Aufgabenbeschreibung
Entnimm dem bereitgestellten Text wörtlich alles von „In Syrien und“ bis hinunter zu „ihr Leben verloren.“.

Bereitgestellter Text
- - - -
In Syrien und den benachbarten Ländern wütet der „Islamische Staat“ mit Waffengewalt. Die ganze Region versinkt im Chaos und Krieg, Millionen von Menschen sind auf der Flucht, Zehntausende oder gar Hunderttausende haben ihr Leben verloren.
Mit großem Entsetzen haben nun Mitarbeiter eines großen US-amerikanischen Waffenherstellers festgestellt: Auch mit unseren Waffen, erbeutet aus Beständen der irakischen Armee, werden da unschuldige Menschen getötet! Das wollten wir natürlich nie, als wir diese Dinger hergestellt haben. Die sind eigentlich nur zum Streicheln gedacht und so. Aber niemals dafür, dass so ein abscheulicher Islamist sie in die Hand nimmt!
- - - -
[Datensätze]
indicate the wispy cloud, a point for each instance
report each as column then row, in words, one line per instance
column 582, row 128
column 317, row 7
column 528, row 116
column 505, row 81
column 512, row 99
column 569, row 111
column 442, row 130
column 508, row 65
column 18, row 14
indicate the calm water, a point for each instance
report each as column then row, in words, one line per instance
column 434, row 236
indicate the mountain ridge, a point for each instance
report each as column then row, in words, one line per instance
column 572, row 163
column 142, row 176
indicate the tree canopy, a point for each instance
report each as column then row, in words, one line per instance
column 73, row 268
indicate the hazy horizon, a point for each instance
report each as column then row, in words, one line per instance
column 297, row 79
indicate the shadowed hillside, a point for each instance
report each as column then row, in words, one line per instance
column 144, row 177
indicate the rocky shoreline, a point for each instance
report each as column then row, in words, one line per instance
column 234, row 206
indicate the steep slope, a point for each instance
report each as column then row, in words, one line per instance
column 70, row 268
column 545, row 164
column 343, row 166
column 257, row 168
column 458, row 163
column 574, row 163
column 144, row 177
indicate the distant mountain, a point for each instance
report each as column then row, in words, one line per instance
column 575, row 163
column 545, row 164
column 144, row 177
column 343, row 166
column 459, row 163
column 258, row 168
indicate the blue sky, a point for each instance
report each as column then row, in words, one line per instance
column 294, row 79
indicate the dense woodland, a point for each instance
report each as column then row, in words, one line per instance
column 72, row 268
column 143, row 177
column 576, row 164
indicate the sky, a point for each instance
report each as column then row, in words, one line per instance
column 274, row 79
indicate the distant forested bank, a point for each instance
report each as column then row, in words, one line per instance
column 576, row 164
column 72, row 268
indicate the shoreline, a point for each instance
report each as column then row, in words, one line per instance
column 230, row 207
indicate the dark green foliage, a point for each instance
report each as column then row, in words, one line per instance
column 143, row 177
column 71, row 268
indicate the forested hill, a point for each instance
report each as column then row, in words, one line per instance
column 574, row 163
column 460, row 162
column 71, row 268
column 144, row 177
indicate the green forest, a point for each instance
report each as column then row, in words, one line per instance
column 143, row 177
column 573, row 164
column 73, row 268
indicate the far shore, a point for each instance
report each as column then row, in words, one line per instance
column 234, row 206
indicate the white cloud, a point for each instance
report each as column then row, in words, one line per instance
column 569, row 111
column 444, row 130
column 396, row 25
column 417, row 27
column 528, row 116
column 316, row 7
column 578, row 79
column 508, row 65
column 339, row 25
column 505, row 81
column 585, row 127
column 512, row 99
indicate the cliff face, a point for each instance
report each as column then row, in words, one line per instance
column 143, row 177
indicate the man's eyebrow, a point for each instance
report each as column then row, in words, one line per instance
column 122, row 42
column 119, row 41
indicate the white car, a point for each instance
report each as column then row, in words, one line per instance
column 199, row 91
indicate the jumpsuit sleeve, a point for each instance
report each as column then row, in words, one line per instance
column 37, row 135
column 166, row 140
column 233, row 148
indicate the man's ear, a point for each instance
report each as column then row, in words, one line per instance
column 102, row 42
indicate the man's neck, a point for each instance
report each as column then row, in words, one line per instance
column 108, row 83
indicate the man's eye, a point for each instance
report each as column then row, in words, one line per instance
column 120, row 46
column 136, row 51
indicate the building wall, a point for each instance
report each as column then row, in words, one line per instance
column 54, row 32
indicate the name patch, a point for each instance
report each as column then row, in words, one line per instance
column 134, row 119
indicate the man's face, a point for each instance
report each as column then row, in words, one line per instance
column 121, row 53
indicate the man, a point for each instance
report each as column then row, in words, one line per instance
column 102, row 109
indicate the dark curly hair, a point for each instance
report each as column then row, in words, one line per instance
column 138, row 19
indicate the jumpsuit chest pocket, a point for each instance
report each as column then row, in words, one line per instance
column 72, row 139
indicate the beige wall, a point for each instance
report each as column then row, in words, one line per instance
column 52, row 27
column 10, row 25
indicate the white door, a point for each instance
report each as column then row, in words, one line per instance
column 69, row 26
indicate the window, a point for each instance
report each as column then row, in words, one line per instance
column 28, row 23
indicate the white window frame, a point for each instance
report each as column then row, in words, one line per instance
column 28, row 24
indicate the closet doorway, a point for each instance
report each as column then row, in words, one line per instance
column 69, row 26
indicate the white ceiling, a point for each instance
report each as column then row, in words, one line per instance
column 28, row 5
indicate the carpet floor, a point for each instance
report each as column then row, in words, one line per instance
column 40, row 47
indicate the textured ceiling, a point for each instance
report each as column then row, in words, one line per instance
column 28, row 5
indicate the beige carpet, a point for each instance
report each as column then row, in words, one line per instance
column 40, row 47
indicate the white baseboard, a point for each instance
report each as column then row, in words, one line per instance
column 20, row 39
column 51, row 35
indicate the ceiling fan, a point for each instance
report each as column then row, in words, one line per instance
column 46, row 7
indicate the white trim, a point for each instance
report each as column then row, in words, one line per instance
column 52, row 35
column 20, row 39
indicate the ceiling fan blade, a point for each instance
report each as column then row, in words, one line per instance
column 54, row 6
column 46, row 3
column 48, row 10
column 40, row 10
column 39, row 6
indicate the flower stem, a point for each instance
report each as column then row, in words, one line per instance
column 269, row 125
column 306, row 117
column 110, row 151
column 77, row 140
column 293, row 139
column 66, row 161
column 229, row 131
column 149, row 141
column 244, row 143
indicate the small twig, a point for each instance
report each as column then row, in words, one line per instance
- - - -
Schriftliche Antwort
In Syrien und den benachbarten Ländern wütet der „Islamische Staat“ mit Waffengewalt. Die ganze Region versinkt im Chaos und Krieg, Millionen von Menschen sind auf der Flucht, Zehntausende oder gar Hunderttausende haben ihr Leben verloren.